INSTRUCTIONS TO FOLLOW
Rewrite the entries from the line containing "Where can the man in black" through the end, substituting "dark vest" for "black vest" and leaving everything else unchanged.

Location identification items
-- begin --

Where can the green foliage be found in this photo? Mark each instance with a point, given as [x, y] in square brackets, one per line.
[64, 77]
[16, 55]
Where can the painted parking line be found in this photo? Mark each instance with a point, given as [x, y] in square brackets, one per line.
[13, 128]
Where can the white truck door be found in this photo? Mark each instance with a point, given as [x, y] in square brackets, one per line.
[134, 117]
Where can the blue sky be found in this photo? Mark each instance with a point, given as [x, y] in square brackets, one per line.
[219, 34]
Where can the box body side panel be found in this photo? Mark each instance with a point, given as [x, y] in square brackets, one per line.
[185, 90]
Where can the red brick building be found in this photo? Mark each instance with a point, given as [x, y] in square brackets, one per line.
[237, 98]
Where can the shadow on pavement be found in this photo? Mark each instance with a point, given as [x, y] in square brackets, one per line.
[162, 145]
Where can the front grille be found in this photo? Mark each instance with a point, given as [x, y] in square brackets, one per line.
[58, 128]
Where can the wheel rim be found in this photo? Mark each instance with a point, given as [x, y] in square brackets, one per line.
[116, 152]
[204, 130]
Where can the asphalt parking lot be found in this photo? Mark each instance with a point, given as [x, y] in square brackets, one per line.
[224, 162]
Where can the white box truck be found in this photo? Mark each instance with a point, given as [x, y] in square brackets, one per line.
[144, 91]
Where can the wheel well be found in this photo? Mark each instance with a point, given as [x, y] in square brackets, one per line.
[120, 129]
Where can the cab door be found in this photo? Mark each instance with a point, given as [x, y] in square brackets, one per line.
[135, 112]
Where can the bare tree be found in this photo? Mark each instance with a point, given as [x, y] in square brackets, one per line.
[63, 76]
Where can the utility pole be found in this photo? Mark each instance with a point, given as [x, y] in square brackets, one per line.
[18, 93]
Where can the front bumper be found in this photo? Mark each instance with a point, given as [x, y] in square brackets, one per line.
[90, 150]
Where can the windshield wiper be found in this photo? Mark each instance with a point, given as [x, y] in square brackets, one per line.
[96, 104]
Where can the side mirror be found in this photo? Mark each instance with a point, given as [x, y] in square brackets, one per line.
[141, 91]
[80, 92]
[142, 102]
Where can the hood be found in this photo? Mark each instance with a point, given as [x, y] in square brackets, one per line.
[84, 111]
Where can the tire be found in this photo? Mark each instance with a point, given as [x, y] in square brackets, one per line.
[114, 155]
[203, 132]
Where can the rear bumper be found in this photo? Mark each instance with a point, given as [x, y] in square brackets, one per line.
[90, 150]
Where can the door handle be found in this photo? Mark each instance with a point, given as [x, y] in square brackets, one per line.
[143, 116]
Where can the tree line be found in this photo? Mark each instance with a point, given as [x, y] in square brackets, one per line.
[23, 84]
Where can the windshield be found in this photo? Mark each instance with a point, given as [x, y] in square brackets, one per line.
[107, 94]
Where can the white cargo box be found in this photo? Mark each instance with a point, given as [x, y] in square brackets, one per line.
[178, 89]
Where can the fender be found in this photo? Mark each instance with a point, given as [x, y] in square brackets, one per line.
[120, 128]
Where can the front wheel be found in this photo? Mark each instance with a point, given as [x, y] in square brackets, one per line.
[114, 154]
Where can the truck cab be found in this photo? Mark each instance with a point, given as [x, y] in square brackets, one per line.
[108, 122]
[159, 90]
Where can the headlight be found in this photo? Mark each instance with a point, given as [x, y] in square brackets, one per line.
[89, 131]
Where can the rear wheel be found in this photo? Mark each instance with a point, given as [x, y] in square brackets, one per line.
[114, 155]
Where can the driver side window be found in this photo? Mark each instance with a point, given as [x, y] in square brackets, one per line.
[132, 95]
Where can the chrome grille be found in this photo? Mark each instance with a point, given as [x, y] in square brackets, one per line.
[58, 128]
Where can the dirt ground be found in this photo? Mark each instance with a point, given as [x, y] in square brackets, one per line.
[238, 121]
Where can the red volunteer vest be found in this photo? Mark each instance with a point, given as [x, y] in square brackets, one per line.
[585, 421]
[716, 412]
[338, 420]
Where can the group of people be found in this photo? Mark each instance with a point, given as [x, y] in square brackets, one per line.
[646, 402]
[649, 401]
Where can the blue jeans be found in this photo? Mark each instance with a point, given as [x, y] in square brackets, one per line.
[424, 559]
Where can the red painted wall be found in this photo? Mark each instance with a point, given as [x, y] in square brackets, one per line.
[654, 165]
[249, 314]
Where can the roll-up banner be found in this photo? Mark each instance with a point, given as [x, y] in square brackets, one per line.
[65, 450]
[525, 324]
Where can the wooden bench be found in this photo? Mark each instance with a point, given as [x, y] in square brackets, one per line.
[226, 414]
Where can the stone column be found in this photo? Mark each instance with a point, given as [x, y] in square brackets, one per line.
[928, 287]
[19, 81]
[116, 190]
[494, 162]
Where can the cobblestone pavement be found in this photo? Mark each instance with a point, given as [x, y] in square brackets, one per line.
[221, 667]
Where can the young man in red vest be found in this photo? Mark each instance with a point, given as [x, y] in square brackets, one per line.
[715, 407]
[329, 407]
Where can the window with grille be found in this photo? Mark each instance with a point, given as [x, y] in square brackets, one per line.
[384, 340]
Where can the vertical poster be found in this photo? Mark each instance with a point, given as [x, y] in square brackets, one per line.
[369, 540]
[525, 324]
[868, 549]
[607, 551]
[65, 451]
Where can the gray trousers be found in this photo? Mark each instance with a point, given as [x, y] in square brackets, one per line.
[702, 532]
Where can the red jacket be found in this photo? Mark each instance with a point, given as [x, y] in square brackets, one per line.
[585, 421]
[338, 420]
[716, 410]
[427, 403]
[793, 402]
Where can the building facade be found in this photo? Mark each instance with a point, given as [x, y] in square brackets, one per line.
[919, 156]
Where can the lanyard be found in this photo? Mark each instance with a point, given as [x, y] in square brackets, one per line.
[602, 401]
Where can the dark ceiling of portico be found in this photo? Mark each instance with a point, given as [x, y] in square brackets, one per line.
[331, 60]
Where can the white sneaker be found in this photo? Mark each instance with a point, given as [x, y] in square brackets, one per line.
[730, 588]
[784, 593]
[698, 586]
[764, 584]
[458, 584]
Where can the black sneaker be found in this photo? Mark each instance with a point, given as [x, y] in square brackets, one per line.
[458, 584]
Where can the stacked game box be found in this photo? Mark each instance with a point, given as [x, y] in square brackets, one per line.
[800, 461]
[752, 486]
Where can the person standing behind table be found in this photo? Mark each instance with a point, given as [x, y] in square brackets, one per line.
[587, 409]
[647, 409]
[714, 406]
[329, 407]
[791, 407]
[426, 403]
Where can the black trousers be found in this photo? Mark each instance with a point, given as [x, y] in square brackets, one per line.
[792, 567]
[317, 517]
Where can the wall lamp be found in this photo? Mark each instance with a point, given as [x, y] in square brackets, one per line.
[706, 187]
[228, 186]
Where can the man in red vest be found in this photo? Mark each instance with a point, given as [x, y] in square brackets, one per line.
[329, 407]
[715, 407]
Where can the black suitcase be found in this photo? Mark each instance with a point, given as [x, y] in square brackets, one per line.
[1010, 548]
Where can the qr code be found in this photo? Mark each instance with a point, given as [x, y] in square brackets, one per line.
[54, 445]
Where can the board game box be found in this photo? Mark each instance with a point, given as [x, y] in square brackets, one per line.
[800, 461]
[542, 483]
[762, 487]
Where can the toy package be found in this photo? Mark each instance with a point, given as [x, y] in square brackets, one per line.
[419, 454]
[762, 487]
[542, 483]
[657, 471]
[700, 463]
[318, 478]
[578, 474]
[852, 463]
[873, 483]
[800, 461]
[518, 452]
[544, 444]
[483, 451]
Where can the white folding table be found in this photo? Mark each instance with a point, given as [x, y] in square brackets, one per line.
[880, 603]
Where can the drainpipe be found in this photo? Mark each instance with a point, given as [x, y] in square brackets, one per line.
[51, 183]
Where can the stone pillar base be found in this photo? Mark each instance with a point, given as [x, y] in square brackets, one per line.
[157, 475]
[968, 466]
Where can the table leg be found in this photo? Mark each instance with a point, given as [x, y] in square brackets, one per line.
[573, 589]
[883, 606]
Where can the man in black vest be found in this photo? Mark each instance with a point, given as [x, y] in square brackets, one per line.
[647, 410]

-- end --

ANSWER TO THE PROBLEM
Where can the man in dark vest be found in this photo? Mark each instance with a point, given as [x, y] in square brackets, one per line.
[647, 410]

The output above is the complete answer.